RECORDS =
►

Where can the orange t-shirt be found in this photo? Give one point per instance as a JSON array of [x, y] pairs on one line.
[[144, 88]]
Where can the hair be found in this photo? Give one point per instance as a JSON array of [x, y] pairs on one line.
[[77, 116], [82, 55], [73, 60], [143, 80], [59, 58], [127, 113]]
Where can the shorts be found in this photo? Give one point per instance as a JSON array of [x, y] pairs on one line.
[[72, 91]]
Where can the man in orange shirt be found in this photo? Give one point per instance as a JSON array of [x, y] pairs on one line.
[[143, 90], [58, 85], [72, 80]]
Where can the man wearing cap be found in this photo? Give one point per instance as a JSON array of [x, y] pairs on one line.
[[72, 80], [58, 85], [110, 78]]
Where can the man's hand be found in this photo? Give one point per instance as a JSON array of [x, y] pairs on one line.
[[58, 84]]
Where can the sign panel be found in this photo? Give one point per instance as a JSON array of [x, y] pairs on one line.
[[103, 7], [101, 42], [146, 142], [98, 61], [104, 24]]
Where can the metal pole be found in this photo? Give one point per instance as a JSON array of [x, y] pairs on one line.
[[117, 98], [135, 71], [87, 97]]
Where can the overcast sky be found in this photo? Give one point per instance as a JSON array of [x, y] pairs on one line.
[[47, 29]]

◄
►

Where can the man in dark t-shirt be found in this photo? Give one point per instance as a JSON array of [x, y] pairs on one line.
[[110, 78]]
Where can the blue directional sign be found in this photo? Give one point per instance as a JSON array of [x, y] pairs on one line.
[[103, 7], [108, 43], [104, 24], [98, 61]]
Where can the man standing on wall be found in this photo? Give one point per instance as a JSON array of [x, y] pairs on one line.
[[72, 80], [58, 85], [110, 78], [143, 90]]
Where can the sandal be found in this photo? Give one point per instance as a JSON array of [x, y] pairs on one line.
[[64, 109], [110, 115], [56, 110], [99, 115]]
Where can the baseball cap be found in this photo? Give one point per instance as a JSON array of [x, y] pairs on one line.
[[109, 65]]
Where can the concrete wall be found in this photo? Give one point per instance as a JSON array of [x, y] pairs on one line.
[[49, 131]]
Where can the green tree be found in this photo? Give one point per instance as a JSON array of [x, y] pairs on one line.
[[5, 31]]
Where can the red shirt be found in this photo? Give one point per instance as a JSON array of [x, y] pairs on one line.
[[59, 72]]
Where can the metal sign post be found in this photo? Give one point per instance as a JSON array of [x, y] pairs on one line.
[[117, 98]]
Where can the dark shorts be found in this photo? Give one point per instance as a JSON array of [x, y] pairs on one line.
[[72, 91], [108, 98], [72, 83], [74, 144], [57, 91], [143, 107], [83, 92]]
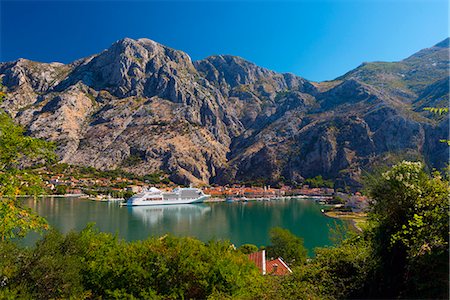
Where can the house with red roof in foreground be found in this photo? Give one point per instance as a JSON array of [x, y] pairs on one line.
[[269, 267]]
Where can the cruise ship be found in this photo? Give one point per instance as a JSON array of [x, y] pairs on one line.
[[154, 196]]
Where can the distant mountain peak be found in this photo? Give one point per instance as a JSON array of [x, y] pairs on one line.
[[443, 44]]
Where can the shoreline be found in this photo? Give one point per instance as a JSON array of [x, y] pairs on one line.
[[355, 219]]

◄

TASK TO COMPLETE = Please write out, word for word, the stretch of records from the line containing "Where can the man in dark" through the line containing "[[109, 65]]", including both of those lines.

OUTPUT =
Where can the man in dark t-shirt be found in this photo? Give one point per instance as a JSON array of [x, y] pairs on one line.
[[110, 78]]
Where can the blue directional sign be found in this photo? Give one point per instance as a JSON array of [x, y] pairs on one line.
[[103, 7], [108, 43], [104, 24], [98, 61]]
Where can the man standing on wall be found in this photo? Give one point per instance as a JSON array of [x, y] pairs on one line.
[[72, 80], [58, 85], [110, 78], [143, 90]]
Where can the sandal be found in this photo? Give one point per instance as a JSON array of [x, y] pairs on one line.
[[64, 109], [110, 115], [56, 110], [99, 115]]
Where can the baseball cap be found in this photo? Give one point per instance as a JSON array of [x, y] pairs on one line.
[[109, 65]]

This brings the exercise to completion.